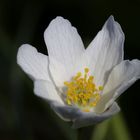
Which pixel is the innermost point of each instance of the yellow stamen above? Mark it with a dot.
(82, 91)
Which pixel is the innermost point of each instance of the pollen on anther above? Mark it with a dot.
(82, 91)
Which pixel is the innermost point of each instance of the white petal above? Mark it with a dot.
(86, 119)
(121, 78)
(64, 46)
(46, 90)
(81, 119)
(32, 62)
(105, 51)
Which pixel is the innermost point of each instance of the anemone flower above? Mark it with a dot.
(81, 85)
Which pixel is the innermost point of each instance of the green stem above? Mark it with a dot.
(85, 133)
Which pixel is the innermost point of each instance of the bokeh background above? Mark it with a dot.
(23, 116)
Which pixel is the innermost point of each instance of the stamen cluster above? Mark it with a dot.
(82, 91)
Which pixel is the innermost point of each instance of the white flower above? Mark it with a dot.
(83, 97)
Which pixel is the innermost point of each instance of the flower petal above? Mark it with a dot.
(46, 90)
(64, 46)
(105, 51)
(81, 119)
(86, 119)
(33, 63)
(121, 78)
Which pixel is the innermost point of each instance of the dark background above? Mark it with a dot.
(23, 116)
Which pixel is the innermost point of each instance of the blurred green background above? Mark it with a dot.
(23, 116)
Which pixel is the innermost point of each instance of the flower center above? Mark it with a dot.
(82, 91)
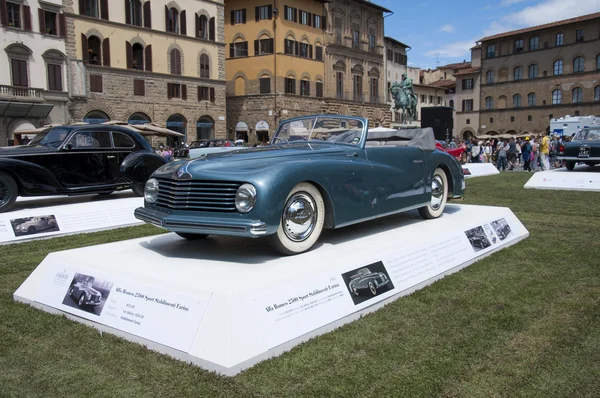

## YOUR INSTRUCTIONS
Please gather every line in the items above that contains the word "Mark". Case counts.

## WRITTEN SOLUTION
Which pixel is the innermost point of each instance of the yellow stamen above? Mark it with a dot.
Which pixel is the innermost point of each instance of the pollen on anther above? Mark it with a dot.
Which pixel is the innermost point of each instance of the white petal above? Mark it with a dot.
Which pixel is the innermost point of each instance of the anemone flower above? Mark it with a dot.
Which pixel is the innermost point of each instance of the green stem above? Mark it with a dot.
Which pixel is the innermost point of each instance of the bokeh background above? Mark it with a dot.
Which pixel is the innermost point of each instance of the stamen cluster above? Mark it with a dot.
Which pixel is the innermost point of each instance of the white flower above? Mark it with a dot.
Which pixel is the innermost point of each instance of the flower petal above? Mark it with a dot.
Which pixel is the innermost point of each instance of the dark background above? Mark it with a dot.
Which pixel is the innermost point of each instance of the blurred green background above? Mark it with a dot.
Which pixel is the innermost point of each instance of the flower center above? Mark it with a dot.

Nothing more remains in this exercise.